Not sure if this helps, but I've found a bug on my PR where the RecordingMetadataManager.accept oldJvmId is not actually "old" when the MetadataManager hooks into the TargetDiscoveryEvents, since for me the DiscoveryStorage has already computed the newJvmId before emitting the notification. That is what breaks my archive/metadata transferring, there may be something similar here if you haven't already figured it out.

andrewazores · 2022-10-07T22:36:13Z

I think I solved the migration and transfer issues I was having before. I think this improves the startup performance a bunch as well as making a few things non-blocking under the hood so that that Custom Targets case I described in the linked issue is improved.

Somewhat off-topic: While working on this I had the realization that in the important deployment scenarios, ex. k8s/OpenShift, the JMX Service URL is generally going to contain a service IP address rather than some resolvable DNS hostname. This means that the migration/transfer work we do is unlikely to be triggered to begin with, because a restarted instance may not appear to be "the same" target, as both its JMX Service URL and its JVM ID will have changed. In that kind of case I think it's OK that we don't associate the old archives to the new target instance, however, we DO need to provide the user a way to access those archives still. Just because the target has gone offline and wasn't replaced doesn't mean the user doesn't still need those archives. That's mainly a frontend problem, but we might need to tweak some of our queries to suit.

GIVEN INFORMATION
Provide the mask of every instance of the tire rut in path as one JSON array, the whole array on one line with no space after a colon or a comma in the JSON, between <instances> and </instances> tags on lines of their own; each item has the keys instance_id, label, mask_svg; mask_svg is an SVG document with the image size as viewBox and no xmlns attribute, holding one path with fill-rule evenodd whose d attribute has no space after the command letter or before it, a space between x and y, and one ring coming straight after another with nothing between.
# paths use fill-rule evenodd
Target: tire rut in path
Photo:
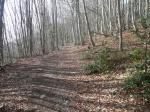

WHAT YOU WILL DO
According to the thread, what does the JMX Service URL usually contain in deployment scenarios such as k8s/OpenShift?

ANSWER TO THIS TASK
A service IP address rather than a resolvable DNS hostname.